What is needed => Rewrite every line of the entries below, requests included, multiplying each point coordinate in the answers by 1.85 and rounding to the nearest whole number, with halves rounded up. Leave the numbers in the requests and their format samples unchanged.

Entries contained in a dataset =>
-- start --

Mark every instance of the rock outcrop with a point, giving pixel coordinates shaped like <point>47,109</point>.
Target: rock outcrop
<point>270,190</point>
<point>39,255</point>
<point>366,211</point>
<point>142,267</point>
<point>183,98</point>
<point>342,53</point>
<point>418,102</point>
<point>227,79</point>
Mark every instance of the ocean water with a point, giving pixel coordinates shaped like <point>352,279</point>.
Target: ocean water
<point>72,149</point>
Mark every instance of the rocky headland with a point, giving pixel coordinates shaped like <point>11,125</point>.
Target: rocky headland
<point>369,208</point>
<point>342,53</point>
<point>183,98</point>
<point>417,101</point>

-- end --

Result =>
Mark every instance of the rock outcrop with a point, giving pixel coordinates shaped like <point>47,109</point>.
Target: rock outcrop
<point>500,352</point>
<point>72,472</point>
<point>677,390</point>
<point>263,494</point>
<point>339,181</point>
<point>633,98</point>
<point>773,189</point>
<point>420,146</point>
Mark every instance of the ocean water with a point, giving pixel coordinates shaped like <point>352,279</point>.
Target: ocean water
<point>133,276</point>
Mark every instance of the rocky headland with a point, giving pixel coordinates shaped like <point>11,125</point>.
Target: rocky headland
<point>683,385</point>
<point>633,98</point>
<point>339,181</point>
<point>771,187</point>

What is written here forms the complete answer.